Dataset items
★ ★ ★

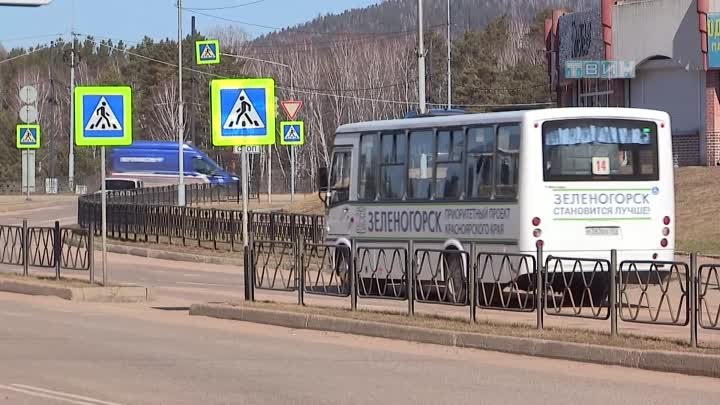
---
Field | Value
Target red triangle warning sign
[280,100,302,121]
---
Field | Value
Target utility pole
[188,16,198,146]
[178,0,185,207]
[68,32,75,193]
[418,0,427,114]
[447,0,452,110]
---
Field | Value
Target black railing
[78,184,324,246]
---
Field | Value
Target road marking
[175,281,233,287]
[0,384,121,405]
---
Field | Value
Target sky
[0,0,378,49]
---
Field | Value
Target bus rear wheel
[443,252,468,304]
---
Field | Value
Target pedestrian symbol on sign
[85,97,122,131]
[280,121,305,145]
[223,90,265,129]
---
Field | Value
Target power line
[183,0,265,11]
[0,32,66,42]
[80,34,551,108]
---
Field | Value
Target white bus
[320,108,675,296]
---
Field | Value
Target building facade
[545,0,720,166]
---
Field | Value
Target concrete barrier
[0,278,154,303]
[190,304,720,378]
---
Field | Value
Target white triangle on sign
[223,90,265,129]
[285,126,300,141]
[85,97,122,131]
[200,45,215,59]
[20,128,36,143]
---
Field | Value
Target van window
[192,158,217,176]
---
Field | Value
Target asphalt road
[0,294,720,405]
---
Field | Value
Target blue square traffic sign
[210,79,275,146]
[75,86,132,146]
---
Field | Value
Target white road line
[11,384,122,405]
[0,384,95,405]
[175,281,232,287]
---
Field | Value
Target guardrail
[0,221,94,282]
[78,184,324,246]
[246,239,720,347]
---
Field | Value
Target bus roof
[337,107,669,134]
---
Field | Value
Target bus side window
[466,126,495,199]
[495,125,520,198]
[408,130,435,200]
[358,134,378,201]
[330,151,352,204]
[435,130,465,199]
[380,133,407,200]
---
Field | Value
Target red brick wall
[672,134,700,166]
[705,70,720,166]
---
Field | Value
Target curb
[102,243,243,267]
[190,304,720,378]
[0,280,154,303]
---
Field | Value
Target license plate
[585,226,620,236]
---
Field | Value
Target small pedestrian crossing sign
[210,79,275,146]
[280,121,305,145]
[74,86,132,146]
[15,124,40,149]
[195,39,220,65]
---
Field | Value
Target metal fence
[247,239,720,347]
[0,221,93,280]
[78,184,324,246]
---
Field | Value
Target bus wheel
[444,252,468,304]
[335,249,351,294]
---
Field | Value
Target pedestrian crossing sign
[280,121,305,145]
[74,86,132,146]
[15,124,40,149]
[210,79,275,146]
[195,39,220,65]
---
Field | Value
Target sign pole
[100,146,109,287]
[240,146,250,246]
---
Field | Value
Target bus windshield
[543,119,659,181]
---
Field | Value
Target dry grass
[0,273,94,288]
[231,301,720,354]
[675,167,720,254]
[198,194,325,215]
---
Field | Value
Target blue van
[110,141,239,185]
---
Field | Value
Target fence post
[210,208,218,250]
[348,240,358,311]
[688,253,698,349]
[608,249,618,337]
[87,223,95,285]
[295,238,305,306]
[53,221,62,280]
[535,243,545,329]
[467,243,477,323]
[405,239,415,316]
[22,219,30,277]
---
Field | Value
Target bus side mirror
[318,167,328,193]
[318,167,328,207]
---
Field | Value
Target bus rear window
[542,119,659,181]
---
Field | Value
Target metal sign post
[73,86,133,286]
[100,146,110,287]
[280,121,305,204]
[280,100,305,205]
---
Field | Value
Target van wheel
[443,252,468,304]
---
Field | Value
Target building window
[577,79,616,107]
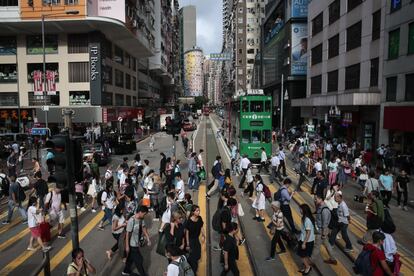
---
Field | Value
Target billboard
[291,0,309,17]
[290,23,308,75]
[88,0,125,23]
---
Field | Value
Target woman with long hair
[298,204,315,275]
[185,204,206,274]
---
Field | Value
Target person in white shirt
[175,172,185,201]
[239,154,250,188]
[45,187,66,239]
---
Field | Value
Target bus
[238,90,272,163]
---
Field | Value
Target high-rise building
[0,0,182,131]
[380,0,414,152]
[291,0,389,149]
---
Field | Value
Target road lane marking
[50,211,103,271]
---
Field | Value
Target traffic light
[46,135,70,188]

★ ★ ★

#### [Stated task]
Reproduce all of the records above, substituting "Object" for every occurrence of "Target" and leaving everything else unchanged. Omit the pictures from your answer.

#### [Task solution]
---
Field | Value
Object red triangle warning sign
[280,100,302,121]
---
Field | Value
Object utility pole
[188,16,198,146]
[178,0,185,207]
[68,32,75,193]
[418,0,427,114]
[447,0,452,110]
---
Field | Value
Object black railing
[78,184,324,246]
---
Field | Value
Object road marking
[175,281,233,287]
[0,384,121,405]
---
Field | Value
Object sky
[0,0,378,49]
---
Field | Value
Object bus rear wheel
[443,252,468,304]
---
Field | Value
Object pedestrian symbol on sign
[85,97,122,131]
[280,121,305,145]
[223,90,265,129]
---
Field | Value
Object power line
[183,0,265,11]
[0,32,66,42]
[80,34,551,108]
---
Field | Value
Object white bus
[320,108,675,296]
---
Field | Value
Object building facade
[545,0,720,166]
---
Field | Value
Object concrete barrier
[0,278,154,303]
[190,304,720,378]
---
Field | Value
Object white triangle on sign
[223,90,265,129]
[285,126,300,141]
[85,97,122,131]
[200,45,215,59]
[20,128,36,143]
---
Field | Value
Object van window
[192,158,217,176]
---
Field | Value
Object asphalt road
[0,294,720,405]
---
Field | Value
Object blue square traffic sign
[210,79,275,146]
[75,86,132,146]
---
Field | Value
Object white road line
[11,384,122,405]
[0,384,95,405]
[175,281,232,287]
---
Field | Value
Object guardrail
[0,221,94,282]
[78,184,324,246]
[246,239,720,347]
---
Field | Value
Object bus roof
[337,107,669,134]
---
Field | Value
Object bus side window
[466,126,495,199]
[495,125,520,198]
[408,130,435,200]
[358,134,378,201]
[330,151,352,204]
[435,130,465,199]
[380,133,407,200]
---
Field | Value
Object red brick wall
[672,134,700,166]
[705,70,720,166]
---
Field | Value
Object curb
[102,243,243,267]
[190,304,720,378]
[0,280,154,303]
---
Field | Value
Object license plate
[585,226,620,236]
---
Field | Value
Object small pedestrian crossing sign
[210,79,275,146]
[280,121,305,145]
[74,86,132,146]
[15,124,40,149]
[195,39,220,65]
---
Field | Value
Object metal fence
[247,239,720,347]
[0,221,93,280]
[78,184,324,246]
---
Field | Value
Object bus wheel
[444,252,468,304]
[335,249,351,294]
---
Field | Value
Object pedestrian crossing sign
[280,121,305,145]
[74,86,132,146]
[15,124,40,149]
[210,79,275,146]
[195,39,220,65]
---
Field | Value
Object sign pole
[100,146,109,287]
[240,146,250,246]
---
Field | Value
Object bus windshield
[543,119,659,181]
---
Field | Value
Object dry grass
[0,273,94,288]
[231,301,720,354]
[675,167,720,254]
[198,194,325,215]
---
Field | Value
Object blue van
[110,141,239,185]
---
Field | Value
Object fence post
[210,208,218,250]
[348,240,358,311]
[688,253,698,349]
[608,249,618,337]
[87,223,95,285]
[295,238,305,306]
[53,221,62,280]
[535,243,545,329]
[467,243,477,323]
[405,239,415,316]
[22,219,30,277]
---
Field | Value
Object bus side mirror
[318,167,328,193]
[318,167,328,207]
---
Field | Value
Object bus rear window
[542,119,659,181]
---
Field | Value
Object metal sign post
[73,86,133,286]
[100,146,110,287]
[280,121,305,204]
[280,100,305,205]
---
Field | Value
Object van wheel
[443,252,468,304]
---
Field | Value
Object building window
[577,79,616,107]
---
Field | Value
Object billboard
[291,0,309,17]
[290,23,308,75]
[88,0,125,23]
---
Field | Value
Object woman with long hair
[298,204,315,275]
[185,204,206,274]
---
Field | Value
Object person in white shirt
[175,172,185,201]
[239,154,250,188]
[45,187,66,239]
---
Field | Value
Object bus
[238,90,272,163]
---
Field | Value
Object high-rise building
[0,0,182,131]
[380,0,414,152]
[291,0,389,149]
---
Field | Value
Object road lane marking
[50,211,103,271]
---
Field | Value
Object traffic light
[46,135,70,188]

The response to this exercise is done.